**TASK PROMPT:** Return every entry exactly as written.

Stored records
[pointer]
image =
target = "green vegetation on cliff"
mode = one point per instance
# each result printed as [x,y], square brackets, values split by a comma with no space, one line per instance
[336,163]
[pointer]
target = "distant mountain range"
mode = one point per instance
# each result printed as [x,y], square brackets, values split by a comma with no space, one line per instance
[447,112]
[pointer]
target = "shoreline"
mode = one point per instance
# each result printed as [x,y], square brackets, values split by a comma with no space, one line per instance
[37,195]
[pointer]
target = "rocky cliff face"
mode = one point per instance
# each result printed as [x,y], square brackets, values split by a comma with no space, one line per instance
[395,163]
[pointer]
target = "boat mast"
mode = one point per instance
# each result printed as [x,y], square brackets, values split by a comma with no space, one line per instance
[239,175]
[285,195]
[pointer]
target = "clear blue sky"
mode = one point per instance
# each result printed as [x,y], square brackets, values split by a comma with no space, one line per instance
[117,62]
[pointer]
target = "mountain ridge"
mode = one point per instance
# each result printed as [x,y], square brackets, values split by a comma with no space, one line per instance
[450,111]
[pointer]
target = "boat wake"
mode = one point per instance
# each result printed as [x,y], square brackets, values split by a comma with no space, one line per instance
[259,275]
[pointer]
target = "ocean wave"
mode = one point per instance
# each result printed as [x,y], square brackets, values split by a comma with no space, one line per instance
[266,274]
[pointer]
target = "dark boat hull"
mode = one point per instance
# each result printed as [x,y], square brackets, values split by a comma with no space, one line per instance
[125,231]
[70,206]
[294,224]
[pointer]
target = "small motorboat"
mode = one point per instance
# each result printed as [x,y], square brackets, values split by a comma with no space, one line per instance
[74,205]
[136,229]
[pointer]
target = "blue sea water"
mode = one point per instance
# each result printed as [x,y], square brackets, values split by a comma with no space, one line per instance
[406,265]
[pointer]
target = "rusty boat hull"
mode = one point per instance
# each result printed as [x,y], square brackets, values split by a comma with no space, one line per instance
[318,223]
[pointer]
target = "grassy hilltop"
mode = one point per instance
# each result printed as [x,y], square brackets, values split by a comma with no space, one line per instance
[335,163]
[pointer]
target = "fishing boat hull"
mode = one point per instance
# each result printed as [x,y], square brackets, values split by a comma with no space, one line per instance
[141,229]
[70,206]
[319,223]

**COMPLETED EXERCISE:**
[pointer]
image =
target = "green vegetation on cliff"
mode = one point per instance
# each result printed as [x,y], square brackets, values split by a comma with no space, one line per instance
[336,163]
[pointer]
target = "distant mountain range"
mode = one point per instance
# each result printed as [x,y], square brackets, values split by a comma with no space, one line per instance
[447,112]
[pointer]
target = "shoreline"
mode = one point per instance
# each result printed as [x,y], square brackets, values split by a comma with no space, one line per instance
[37,195]
[pointer]
target = "rocky cliff face"
mode = one point per instance
# each result printed as [x,y], square brackets, values split by a comma with no space, one line per instance
[395,163]
[pointer]
target = "boat mast"
mode = one point per instance
# each result printed as [x,y], square brackets, values split by a comma with no space, one line per instance
[239,175]
[285,195]
[pointer]
target = "clear blue sky"
mode = one point per instance
# each result printed as [x,y], square brackets, values split by a comma with no space, one line per instance
[117,62]
[pointer]
target = "mountain ridge"
mode = one point per instance
# each result printed as [x,y], square brackets, values split by a comma with no space, one line per instance
[450,111]
[pointer]
target = "boat wake"
mode = one point per instance
# each result printed as [x,y], square brackets, values split by a comma with no space, one line per instance
[259,275]
[pointer]
target = "ocean wave"
mode = one point per instance
# each result printed as [x,y], square brackets, values split by a comma with no space, one line per instance
[266,274]
[pointer]
target = "dark boat hull"
mode = one point per instance
# each result printed as [x,y], square brackets, values split by a comma with no space, one line per instance
[125,231]
[70,206]
[294,224]
[pointer]
target = "small motorboat"
mode = one point per instance
# each result printed as [x,y], square brackets, values split by a comma with no space, one line per instance
[74,205]
[136,229]
[pointer]
target = "blue sea water"
mode = one point per instance
# each result printed as [x,y], square brackets, values split by a comma with no space, one line per instance
[406,265]
[pointer]
target = "rusty boat hull"
mode = one point per instance
# each result printed as [x,y], square brackets, values split by a comma with no space, one line per instance
[318,223]
[pointer]
target = "grassy hilltop"
mode = one point per instance
# each result printed as [x,y], square brackets, values split by a comma with no space, one line per instance
[335,163]
[pointer]
target = "fishing boat hull"
mode = one point per instance
# each result printed as [x,y], square brackets, values split by a comma with no space, one line per instance
[141,229]
[70,206]
[319,223]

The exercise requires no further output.